▶ [Your tasks]:
A - Edit the stretch from "On Sat, Nov" through "finally finished it." in the book discussion thread, changing "Wagnerism" to "Wagner's Legacy".
B - Summarize the book discussion thread in three sentences.

▶ [Source extract]:
Re: The Sisters: Saga of the Mitford Family


Becky Lindroos
 

On Nov 13, 2021, at 9:02 AM, Merilee Olson <merilee.olson@gmail.com> wrote:

I felt the same way about Moby Dick when I read it eons ago. As a character in “Catch-22” said, “too much cetoligy”🤓

On Sat, Nov 13, 2021 at 6:34 AM Magda <fotka.kalinowska@gmail.com> wrote:
I have just finished Wagnerism by Ross- my longest non-fiction work this year. 784 pages. It examines Wagner’s impact on the arts and politics in minute detail, and manages to be an interesting romp through European and American cultural history from the end the 19th century to almost today.
The longest fiction work for this year is Moby Dick with which I have had a hate love relationship:), but finally finished it.
Magda

On Nov 9, 2021, at 10:07 AM, 34butternut@gmail.com wrote:

One of my favorite quotes, by Tim O’Brien:

That's what fiction is for. It's for getting at the truth when the truth isn't sufficient for the truth.”


On Nov 9, 2021, at 5:10 AM, Becky Lindroos <bekah0176@sbcglobal.net> wrote:

Good question David Rubin! I think lately the word biography is even used for nonliving entities like “London: the Biography” by Peter Ackroyd which was popular a few years ago. I think there are others like that but I don’t remember. It seems as though “biography” is a man-made word to describe a very creative impulse which can’t be limited to its man-made orthographic rules and constraints. (LOL - reminds me of Fungi, et al.) - Order vs creativity - dualism - man’s nature.

▶ [Data excerpts]:
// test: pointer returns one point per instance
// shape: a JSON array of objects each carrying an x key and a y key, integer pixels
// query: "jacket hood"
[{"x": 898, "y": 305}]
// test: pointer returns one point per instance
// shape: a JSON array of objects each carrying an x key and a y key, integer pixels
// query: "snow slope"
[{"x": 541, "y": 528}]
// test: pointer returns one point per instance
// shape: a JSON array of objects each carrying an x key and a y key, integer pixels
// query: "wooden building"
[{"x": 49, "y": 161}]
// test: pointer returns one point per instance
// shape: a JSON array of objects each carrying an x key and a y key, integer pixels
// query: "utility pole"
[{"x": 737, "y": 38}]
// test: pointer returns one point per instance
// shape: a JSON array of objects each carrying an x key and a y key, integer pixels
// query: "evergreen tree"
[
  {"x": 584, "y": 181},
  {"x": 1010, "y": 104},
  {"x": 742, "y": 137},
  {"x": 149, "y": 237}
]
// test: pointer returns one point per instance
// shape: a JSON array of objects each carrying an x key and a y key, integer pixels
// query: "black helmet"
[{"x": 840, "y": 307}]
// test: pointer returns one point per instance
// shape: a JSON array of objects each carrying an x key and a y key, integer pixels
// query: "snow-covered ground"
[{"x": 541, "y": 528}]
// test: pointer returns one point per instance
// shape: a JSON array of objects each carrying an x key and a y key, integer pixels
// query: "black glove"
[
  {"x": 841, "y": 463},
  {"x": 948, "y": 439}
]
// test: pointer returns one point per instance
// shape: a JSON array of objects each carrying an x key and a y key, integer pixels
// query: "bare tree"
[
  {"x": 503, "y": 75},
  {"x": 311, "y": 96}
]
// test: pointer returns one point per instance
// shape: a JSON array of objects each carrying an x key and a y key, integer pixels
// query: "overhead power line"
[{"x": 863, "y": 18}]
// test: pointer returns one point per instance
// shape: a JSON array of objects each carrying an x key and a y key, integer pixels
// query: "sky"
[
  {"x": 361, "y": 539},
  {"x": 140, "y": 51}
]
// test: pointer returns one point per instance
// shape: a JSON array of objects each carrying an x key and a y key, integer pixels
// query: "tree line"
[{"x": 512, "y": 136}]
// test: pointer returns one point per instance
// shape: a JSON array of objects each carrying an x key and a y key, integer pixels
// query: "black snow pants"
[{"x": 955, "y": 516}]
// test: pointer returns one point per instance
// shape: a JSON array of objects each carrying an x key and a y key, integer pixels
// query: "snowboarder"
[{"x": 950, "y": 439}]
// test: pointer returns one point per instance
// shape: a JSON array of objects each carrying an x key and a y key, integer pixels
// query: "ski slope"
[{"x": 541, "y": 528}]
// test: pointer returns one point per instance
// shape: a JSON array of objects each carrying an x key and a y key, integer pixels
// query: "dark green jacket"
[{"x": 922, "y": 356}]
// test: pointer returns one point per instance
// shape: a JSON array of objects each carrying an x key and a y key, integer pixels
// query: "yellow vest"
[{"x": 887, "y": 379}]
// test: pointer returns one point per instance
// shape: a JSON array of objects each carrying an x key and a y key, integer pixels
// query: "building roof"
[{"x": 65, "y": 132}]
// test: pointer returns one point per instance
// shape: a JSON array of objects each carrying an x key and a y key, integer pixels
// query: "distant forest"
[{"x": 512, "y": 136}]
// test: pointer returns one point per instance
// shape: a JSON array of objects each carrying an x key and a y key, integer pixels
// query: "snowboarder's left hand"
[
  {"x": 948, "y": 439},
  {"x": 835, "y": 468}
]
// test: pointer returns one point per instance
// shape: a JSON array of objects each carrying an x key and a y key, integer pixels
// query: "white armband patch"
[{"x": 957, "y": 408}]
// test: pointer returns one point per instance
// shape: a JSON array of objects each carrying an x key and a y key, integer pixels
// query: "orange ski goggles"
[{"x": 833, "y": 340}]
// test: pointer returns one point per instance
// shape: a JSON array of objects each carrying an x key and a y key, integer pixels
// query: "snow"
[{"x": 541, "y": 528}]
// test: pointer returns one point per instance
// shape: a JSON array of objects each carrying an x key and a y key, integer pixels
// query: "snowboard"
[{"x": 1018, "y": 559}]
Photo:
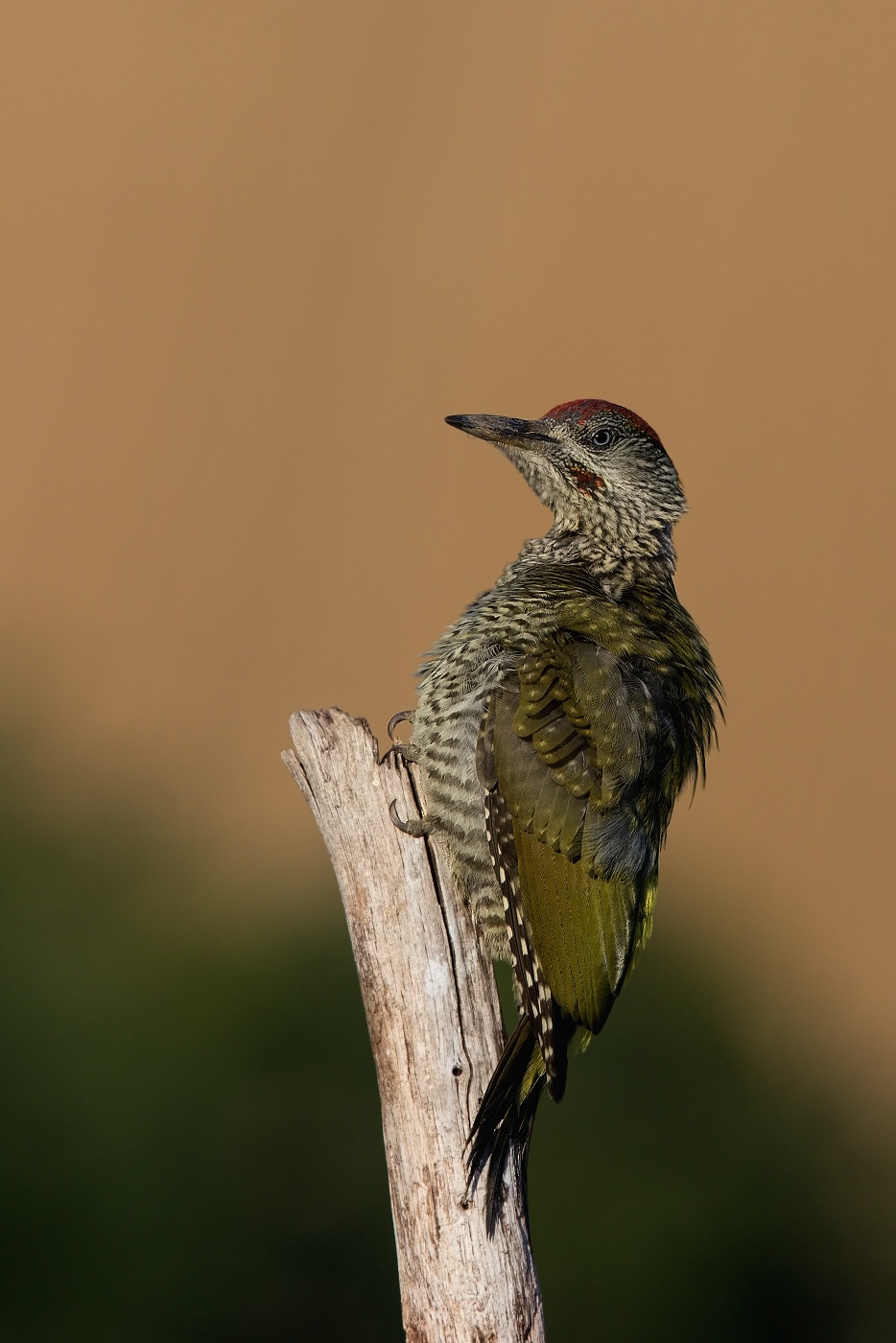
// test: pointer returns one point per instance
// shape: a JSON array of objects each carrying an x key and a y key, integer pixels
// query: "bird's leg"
[
  {"x": 403, "y": 748},
  {"x": 415, "y": 826}
]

▶ [Completed exercise]:
A -
On Sat, Nov 13, 2021 at 6:34 AM Magda <fotka.kalinowska@gmail.com> wrote:
I have just finished Wagner's Legacy by Ross- my longest non-fiction work this year. 784 pages. It examines Wagner’s impact on the arts and politics in minute detail, and manages to be an interesting romp through European and American cultural history from the end the 19th century to almost today.
The longest fiction work for this year is Moby Dick with which I have had a hate love relationship:), but finally finished it.

B - Magda reports finishing Wagnerism by Ross, a 784-page nonfiction work on Wagner's impact on the arts and politics, and Moby Dick, her longest fiction of the year, with which she had a hate-love relationship. Merilee Olson replies that she felt the same way about Moby Dick, and another message shares a Tim O'Brien quote on what fiction is for. Becky Lindroos observes that the word "biography" is now used even for nonliving subjects, such as "London: the Biography" by Peter Ackroyd.